Pointing records for named objects
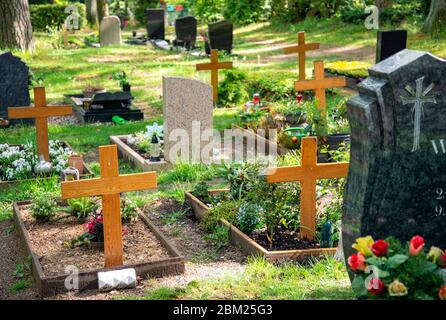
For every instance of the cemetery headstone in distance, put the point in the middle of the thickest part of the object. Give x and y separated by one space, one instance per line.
221 35
14 81
389 43
397 179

▶ _DO THIS_
Put every line of the entries above into a Markdown table with two columns, No. for the row number and Line for the text, and skip any blank lines. Leave the pictures out of your table.

▶ _RESULT OF THE EXERCISE_
| No. | Line |
|---|---|
| 1 | For every instance of the cemetery headstone in distance, put the point in the middle of the thickest part of the object. Give x and y separated by one space, one instance per line. |
| 2 | 221 35 |
| 3 | 14 81 |
| 4 | 389 43 |
| 5 | 397 179 |